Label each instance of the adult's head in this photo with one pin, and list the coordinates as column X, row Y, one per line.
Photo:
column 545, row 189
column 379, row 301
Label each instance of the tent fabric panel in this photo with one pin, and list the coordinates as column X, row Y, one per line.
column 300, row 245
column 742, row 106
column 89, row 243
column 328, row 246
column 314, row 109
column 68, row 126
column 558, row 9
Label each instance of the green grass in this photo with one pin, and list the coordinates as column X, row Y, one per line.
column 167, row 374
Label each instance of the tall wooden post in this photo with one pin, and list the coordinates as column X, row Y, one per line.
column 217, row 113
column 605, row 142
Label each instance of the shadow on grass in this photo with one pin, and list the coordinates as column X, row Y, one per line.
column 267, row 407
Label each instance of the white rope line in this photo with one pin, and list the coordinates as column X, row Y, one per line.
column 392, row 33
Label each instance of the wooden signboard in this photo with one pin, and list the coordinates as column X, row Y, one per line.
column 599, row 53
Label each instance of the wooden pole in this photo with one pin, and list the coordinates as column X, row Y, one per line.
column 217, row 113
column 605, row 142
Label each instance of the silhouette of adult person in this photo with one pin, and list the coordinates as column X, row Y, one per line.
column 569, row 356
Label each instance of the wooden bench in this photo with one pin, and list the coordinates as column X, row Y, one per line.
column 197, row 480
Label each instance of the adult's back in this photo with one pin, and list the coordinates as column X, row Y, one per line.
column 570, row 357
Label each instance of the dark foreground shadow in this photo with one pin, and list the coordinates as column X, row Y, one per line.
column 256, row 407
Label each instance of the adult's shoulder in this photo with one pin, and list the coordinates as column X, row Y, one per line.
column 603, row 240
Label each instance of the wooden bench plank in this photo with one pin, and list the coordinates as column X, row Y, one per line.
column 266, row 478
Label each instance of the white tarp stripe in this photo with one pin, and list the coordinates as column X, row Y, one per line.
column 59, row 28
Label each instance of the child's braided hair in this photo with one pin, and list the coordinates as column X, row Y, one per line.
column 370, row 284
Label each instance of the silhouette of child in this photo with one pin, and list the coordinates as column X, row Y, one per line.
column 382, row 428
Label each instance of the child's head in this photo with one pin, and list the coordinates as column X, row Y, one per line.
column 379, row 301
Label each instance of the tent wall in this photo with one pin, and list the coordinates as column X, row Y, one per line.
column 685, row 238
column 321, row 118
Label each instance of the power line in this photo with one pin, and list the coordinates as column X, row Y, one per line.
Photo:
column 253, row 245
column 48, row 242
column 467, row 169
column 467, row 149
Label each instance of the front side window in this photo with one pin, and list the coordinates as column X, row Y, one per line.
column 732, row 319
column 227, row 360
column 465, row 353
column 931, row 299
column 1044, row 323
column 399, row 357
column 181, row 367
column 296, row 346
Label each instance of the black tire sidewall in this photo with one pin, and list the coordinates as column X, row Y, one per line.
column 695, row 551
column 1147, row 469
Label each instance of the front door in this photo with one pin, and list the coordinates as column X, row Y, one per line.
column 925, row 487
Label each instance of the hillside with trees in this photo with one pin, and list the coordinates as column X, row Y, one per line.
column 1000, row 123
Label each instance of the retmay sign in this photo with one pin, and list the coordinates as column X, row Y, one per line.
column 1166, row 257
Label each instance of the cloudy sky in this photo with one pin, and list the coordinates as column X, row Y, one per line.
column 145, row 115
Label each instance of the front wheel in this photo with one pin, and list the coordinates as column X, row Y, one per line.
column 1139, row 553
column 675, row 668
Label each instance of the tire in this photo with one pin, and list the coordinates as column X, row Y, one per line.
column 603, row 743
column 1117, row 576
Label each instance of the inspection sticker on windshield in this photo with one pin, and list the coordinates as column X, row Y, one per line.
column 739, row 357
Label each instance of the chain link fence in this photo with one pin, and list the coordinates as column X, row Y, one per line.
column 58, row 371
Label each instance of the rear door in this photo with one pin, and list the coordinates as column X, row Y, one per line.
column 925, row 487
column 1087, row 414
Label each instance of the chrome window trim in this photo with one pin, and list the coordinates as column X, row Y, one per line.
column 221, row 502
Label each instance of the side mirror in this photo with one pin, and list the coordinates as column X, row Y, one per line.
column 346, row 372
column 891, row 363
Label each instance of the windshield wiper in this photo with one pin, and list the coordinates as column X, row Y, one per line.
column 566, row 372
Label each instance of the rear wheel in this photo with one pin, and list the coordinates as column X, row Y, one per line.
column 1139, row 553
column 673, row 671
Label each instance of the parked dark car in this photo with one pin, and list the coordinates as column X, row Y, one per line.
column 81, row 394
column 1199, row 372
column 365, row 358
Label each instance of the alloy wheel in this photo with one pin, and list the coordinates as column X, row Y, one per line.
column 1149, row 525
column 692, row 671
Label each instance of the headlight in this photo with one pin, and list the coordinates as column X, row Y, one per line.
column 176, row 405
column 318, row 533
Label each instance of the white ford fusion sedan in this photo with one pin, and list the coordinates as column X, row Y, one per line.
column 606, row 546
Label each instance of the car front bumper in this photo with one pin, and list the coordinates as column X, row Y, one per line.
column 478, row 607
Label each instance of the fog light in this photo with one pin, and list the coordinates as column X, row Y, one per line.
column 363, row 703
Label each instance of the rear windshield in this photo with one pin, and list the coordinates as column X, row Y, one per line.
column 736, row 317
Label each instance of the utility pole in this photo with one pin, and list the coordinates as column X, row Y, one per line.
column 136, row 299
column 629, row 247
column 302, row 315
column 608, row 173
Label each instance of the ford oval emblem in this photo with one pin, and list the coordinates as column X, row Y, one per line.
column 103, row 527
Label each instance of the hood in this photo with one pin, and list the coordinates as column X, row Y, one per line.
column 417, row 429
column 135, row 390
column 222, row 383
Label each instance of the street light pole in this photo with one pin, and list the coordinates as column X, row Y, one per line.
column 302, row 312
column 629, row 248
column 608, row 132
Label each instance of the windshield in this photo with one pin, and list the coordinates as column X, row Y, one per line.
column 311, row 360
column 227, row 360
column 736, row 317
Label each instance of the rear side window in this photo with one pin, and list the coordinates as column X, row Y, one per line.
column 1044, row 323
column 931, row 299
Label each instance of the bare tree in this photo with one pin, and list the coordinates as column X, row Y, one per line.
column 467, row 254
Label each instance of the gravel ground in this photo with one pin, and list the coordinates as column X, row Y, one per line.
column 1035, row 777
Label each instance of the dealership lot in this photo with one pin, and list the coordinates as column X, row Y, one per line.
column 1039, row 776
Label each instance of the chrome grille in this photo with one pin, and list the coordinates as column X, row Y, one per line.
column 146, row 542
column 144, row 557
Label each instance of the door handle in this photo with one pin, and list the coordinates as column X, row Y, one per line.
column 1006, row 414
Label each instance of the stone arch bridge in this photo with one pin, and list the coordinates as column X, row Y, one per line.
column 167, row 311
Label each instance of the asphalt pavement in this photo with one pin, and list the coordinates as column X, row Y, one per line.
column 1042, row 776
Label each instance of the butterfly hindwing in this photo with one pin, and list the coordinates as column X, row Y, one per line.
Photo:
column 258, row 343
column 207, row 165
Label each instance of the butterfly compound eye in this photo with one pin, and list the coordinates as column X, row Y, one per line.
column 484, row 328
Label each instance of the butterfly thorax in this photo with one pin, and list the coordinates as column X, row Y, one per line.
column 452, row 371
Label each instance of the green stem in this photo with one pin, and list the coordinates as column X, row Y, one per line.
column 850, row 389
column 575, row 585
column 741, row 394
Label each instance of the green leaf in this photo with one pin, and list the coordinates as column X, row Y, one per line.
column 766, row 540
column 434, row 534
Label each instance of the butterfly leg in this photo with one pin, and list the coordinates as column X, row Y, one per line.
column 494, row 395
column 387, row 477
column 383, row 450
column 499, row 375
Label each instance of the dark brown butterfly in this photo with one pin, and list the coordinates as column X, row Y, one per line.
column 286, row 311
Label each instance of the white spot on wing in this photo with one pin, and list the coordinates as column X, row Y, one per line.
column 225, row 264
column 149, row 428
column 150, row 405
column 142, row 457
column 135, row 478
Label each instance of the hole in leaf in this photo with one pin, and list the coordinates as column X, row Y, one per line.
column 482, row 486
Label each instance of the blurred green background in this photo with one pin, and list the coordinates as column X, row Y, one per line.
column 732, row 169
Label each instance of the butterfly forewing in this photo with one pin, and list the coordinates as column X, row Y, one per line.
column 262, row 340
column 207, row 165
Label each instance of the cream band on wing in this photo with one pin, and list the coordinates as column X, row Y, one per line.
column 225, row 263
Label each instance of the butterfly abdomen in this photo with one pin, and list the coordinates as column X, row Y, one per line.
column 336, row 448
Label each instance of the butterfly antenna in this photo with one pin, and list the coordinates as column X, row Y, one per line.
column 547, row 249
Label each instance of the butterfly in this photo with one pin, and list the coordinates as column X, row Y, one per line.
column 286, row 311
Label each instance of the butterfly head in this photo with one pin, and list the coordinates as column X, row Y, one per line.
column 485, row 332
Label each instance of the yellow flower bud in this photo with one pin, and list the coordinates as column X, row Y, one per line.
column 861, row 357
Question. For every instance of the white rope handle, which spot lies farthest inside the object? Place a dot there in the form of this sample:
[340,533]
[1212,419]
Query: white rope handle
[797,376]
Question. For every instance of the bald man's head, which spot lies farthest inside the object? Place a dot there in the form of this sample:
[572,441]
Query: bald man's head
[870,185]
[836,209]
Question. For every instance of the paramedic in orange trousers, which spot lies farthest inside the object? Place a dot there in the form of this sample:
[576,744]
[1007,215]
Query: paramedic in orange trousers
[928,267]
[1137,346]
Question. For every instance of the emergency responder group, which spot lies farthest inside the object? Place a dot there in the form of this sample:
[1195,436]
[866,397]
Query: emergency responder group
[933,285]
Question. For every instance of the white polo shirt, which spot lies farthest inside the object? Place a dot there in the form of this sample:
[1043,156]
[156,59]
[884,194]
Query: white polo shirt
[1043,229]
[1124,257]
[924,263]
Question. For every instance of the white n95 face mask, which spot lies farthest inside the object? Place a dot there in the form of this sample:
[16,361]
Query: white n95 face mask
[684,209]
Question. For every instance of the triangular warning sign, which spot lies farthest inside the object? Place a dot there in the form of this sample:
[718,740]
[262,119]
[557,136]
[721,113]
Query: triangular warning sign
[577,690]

——

*What to do:* Taking each line of the material above in turn, count those containing the string "there". State the number alone.

*Solution:* 7